> **EXERCISE DETAILS**
Take the material below and write it all out again exactly.

--- DATA FOR THIS TASK ---

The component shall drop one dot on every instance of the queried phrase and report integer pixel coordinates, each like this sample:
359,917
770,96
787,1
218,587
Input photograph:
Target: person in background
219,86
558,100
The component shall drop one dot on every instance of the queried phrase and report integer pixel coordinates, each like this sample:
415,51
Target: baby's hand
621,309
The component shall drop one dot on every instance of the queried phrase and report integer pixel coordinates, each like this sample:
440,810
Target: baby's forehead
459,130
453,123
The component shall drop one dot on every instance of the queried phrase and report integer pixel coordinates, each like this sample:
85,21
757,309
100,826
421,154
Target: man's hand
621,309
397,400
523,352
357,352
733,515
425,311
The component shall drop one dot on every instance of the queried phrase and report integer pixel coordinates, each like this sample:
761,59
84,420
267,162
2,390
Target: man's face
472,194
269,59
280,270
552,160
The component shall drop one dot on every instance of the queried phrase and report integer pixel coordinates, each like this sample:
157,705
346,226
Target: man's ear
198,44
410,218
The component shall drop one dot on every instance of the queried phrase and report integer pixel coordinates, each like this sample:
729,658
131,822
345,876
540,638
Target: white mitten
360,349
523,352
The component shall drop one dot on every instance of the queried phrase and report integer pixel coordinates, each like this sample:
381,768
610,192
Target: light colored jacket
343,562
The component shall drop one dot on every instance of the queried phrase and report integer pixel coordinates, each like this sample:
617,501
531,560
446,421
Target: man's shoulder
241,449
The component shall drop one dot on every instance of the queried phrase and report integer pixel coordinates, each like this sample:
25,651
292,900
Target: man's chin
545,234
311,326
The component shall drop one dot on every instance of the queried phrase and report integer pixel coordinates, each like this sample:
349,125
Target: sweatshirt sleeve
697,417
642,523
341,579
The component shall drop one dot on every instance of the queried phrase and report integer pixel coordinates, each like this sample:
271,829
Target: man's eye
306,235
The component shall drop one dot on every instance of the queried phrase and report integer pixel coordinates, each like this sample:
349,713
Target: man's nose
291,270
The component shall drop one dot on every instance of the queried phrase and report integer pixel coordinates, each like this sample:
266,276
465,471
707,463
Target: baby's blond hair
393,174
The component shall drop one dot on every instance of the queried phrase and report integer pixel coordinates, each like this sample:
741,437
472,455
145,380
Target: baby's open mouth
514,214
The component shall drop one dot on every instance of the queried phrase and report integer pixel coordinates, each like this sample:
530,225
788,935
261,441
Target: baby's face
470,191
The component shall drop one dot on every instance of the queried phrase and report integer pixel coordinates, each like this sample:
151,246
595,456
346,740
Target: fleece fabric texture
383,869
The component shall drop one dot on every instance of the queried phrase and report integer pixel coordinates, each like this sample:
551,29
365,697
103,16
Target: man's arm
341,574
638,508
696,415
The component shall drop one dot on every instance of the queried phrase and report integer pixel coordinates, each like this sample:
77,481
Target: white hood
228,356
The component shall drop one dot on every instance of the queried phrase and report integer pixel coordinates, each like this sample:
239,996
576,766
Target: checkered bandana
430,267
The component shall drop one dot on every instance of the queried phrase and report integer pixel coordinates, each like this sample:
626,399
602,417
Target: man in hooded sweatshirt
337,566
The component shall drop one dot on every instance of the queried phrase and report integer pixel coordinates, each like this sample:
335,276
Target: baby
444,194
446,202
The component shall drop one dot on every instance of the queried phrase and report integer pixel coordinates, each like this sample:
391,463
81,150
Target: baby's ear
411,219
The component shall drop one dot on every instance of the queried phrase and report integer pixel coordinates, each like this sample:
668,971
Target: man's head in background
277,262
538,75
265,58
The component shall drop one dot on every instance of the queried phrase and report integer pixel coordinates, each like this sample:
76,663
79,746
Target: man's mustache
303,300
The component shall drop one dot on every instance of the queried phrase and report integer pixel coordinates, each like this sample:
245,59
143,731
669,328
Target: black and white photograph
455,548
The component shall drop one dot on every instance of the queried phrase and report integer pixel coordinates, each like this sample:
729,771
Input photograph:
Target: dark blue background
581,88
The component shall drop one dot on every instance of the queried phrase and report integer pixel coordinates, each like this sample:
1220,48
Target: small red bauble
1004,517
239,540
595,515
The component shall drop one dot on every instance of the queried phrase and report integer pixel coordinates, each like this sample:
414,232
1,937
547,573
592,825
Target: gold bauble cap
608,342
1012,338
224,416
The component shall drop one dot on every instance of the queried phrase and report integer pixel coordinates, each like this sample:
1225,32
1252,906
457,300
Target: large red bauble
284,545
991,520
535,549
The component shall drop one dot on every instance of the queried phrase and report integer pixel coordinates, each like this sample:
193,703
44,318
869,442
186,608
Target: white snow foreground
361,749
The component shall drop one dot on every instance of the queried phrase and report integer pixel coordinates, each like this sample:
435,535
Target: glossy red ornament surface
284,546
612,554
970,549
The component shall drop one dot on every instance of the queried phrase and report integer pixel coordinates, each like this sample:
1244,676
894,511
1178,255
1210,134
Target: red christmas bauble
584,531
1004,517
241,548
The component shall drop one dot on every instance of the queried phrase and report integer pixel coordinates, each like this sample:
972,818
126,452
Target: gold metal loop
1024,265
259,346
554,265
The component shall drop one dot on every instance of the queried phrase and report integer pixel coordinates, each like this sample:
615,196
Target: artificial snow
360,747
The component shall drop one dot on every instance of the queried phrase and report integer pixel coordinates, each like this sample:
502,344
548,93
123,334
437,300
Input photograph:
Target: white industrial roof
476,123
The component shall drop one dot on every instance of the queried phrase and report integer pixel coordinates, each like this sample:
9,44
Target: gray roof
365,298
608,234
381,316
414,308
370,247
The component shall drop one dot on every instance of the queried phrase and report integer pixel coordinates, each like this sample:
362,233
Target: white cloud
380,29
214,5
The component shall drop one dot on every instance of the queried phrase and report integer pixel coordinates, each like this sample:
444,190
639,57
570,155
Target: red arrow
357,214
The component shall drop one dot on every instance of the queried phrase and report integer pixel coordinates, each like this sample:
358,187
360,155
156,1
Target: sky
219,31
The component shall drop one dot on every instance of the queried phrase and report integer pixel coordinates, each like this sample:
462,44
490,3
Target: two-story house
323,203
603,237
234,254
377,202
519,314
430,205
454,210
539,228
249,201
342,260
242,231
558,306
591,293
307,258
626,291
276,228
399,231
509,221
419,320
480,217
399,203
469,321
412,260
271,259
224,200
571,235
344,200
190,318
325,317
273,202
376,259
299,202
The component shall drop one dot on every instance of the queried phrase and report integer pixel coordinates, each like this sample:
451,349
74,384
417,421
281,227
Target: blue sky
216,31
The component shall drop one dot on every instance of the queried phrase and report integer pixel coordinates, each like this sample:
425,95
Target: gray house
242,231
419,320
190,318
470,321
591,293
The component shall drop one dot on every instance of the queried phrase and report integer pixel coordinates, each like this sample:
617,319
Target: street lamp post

---

> **SOLUTION TO THE EXERCISE**
The component shall drop one dot on every instance of the queried phrase and report integer pixel coordinates, each like this sample:
359,917
770,96
787,1
218,587
Input photograph:
Target: person in background
219,86
558,100
The component shall drop one dot on every instance of the queried phrase and report integer pixel coordinates, each like this sample:
415,51
Target: baby's hand
621,309
The component shall drop one dot on every instance of the queried phrase and report integer pixel coordinates, each like this sample:
440,810
Target: baby's forehead
459,130
453,123
The component shall drop one dot on every instance of the queried phrase and report integer pixel coordinates, each like this sample:
85,21
757,309
100,826
421,154
Target: man's hand
621,309
397,400
523,352
357,352
733,515
425,311
The component shall drop one dot on every instance of the queried phrase and report integer pixel coordinates, each like this sample:
761,59
84,420
267,162
2,390
Target: man's face
472,194
269,59
280,270
552,160
The component shall drop one dot on every instance of the queried phrase and report integer pixel coordinates, each like this sample:
157,705
346,226
Target: man's ear
198,44
410,218
The component shall drop one dot on every instance of the queried phrase and report integer pixel coordinates, each like this sample:
729,658
131,822
345,876
540,638
Target: white mitten
360,349
523,352
The component shall drop one dot on every instance of the queried phrase and report integer pixel coordinates, each like this sample:
381,768
610,192
Target: light colored jacket
343,562
The component shall drop one dot on every instance of the queried phrase and report integer pixel coordinates, each like this sample:
617,501
531,560
446,421
Target: man's shoulder
241,449
The component shall drop one dot on every instance of the queried phrase and report integer pixel coordinates, each like this sample:
25,651
292,900
Target: man's chin
545,234
311,326
The component shall drop one dot on every instance of the queried phrase and report integer pixel coordinates, each like this sample:
349,125
Target: sweatshirt sleeve
697,417
642,523
341,579
The component shall drop one dot on every instance of the queried phrase and report integer pixel coordinates, each like this sample:
271,829
Target: man's eye
306,235
The component shall drop one dot on every instance of the queried phrase and report integer pixel coordinates, each like this sample:
349,713
Target: man's nose
291,270
The component shall drop one dot on every instance of the queried phrase and report integer pixel coordinates, each like this sample:
266,276
465,471
707,463
Target: baby's blond hair
393,174
The component shall drop one dot on every instance of the queried phrase and report integer pixel coordinates, each like this sample:
741,437
472,455
145,380
Target: baby's open mouth
514,214
The component shall drop one dot on every instance of the queried phrase and report integer pixel coordinates, each like this sample:
530,225
788,935
261,441
Target: baby's face
470,191
The component shall drop one dot on every instance of the queried phrase and report integer pixel coordinates, each like this sample:
151,246
595,456
346,740
Target: fleece fabric texture
383,869
The component shall drop one dot on every instance of the queried phrase and report integer pixel coordinates, each like this sample:
551,29
365,697
103,16
Target: man's arm
341,574
638,508
696,415
The component shall drop one dot on every instance of the queried phrase and report integer pixel coordinates, each like this sample:
77,481
Target: white hood
228,356
The component shall drop one dot on every instance of the queried phrase and report integer pixel coordinates, each like this sample:
239,996
576,766
Target: checkered bandana
430,267
The component shall drop one dot on every instance of the queried phrase and report integer pixel coordinates, each like this sample:
626,399
602,417
Target: man in hooded sweatshirt
337,566
The component shall drop one dot on every instance of the queried phrase and report integer pixel coordinates, each like this sample:
335,276
Target: baby
444,194
446,202
The component shall drop one dot on every instance of the queried phrase and report integer pixel coordinates, each like this sample:
391,463
81,150
Target: baby's ear
411,219
The component shall drop one dot on every instance of the queried phrase and report integer pixel coordinates, each like this sample:
668,971
Target: man's head in background
277,262
538,75
265,58
The component shall drop one dot on every instance of the queried phrase and report integer pixel coordinates, each like this sample:
76,663
79,746
Target: man's mustache
303,300
The component shall drop one dot on every instance of the queried phrase and report integer pixel coordinates, each like this sample:
245,59
143,731
669,328
Target: black and white photograph
455,548
The component shall drop one dot on every instance of the queried phrase and report integer pixel coordinates, each like this sample:
729,771
Input photograph:
Target: dark blue background
581,88
The component shall drop one dot on every instance of the queried phrase and report integer pixel coordinates, each like this sample:
1220,48
Target: small red bauble
1004,517
239,540
595,515
The component shall drop one dot on every instance of the queried phrase and report integer pixel coordinates, each like this sample:
414,232
1,937
547,573
592,825
Target: gold bauble cap
608,342
1012,338
224,416
The component shall drop one dot on every instance of the queried phrase and report integer pixel coordinates, each like this sample:
1225,32
1252,906
457,300
Target: large red bauble
284,545
991,520
535,549
The component shall drop one dot on every instance of the queried phrase and report integer pixel coordinates, each like this sample:
193,703
44,318
869,442
186,608
Target: white snow foreground
361,749
The component shall drop one dot on every instance of the queried phrase and report integer pixel coordinates, each like this sample:
435,535
Target: glossy red ornament surface
284,546
612,554
970,549
The component shall drop one dot on every instance of the queried phrase and report integer pixel coordinates, each like this sample:
1244,676
894,511
1178,255
1210,134
Target: red christmas bauble
584,531
1004,517
241,548
The component shall drop one dot on every instance of the queried phrase and report integer pixel coordinates, each like this sample:
972,818
126,452
Target: gold metal loop
1024,265
259,346
554,265
The component shall drop one dot on every instance of the queried phrase and report integer pixel coordinates, each like this sample:
615,196
Target: artificial snow
360,747
The component shall drop one dot on every instance of the queried phrase and report integer pixel coordinates, each like this sample:
502,344
548,93
123,334
437,300
Input photograph:
Target: white industrial roof
476,123
The component shall drop one dot on every instance of the queried phrase and report integer pixel coordinates, each like this sample:
9,44
Target: gray roof
365,298
608,234
381,316
414,308
370,247
The component shall drop one dot on every instance of the queried phrase and report integer pixel coordinates, each like this sample:
362,233
Target: white cloud
380,29
214,5
The component shall drop one dot on every instance of the queried phrase and report integer pixel coordinates, each like this sample:
444,190
639,57
570,155
Target: red arrow
357,214
The component shall drop one dot on every instance of the queried phrase and report integer pixel coordinates, each like this sample:
358,187
360,155
156,1
Target: sky
219,31
The component shall drop one dot on every instance of the queried phrase and report integer pixel coordinates, each like this sample:
462,44
490,3
Target: two-story house
323,203
603,237
234,254
377,202
519,314
430,205
454,210
539,228
249,201
342,260
242,231
558,306
591,293
307,258
626,291
276,228
399,231
509,221
419,320
480,217
399,203
469,321
412,260
271,259
224,200
571,235
344,200
190,318
325,317
273,202
376,259
299,202
The component shall drop one dot on every instance of the queried phrase and report integer pixel coordinates, each like this sample:
451,349
74,384
417,421
281,227
Target: blue sky
216,31
The component shall drop one dot on every instance of the queried phrase and report integer pixel coordinates, each like this sample:
425,95
Target: gray house
242,231
419,320
190,318
470,321
591,293
The component shall drop one dot on every instance of the queried phrase and report integer pixel coordinates, each like this sample:
617,319
Target: street lamp post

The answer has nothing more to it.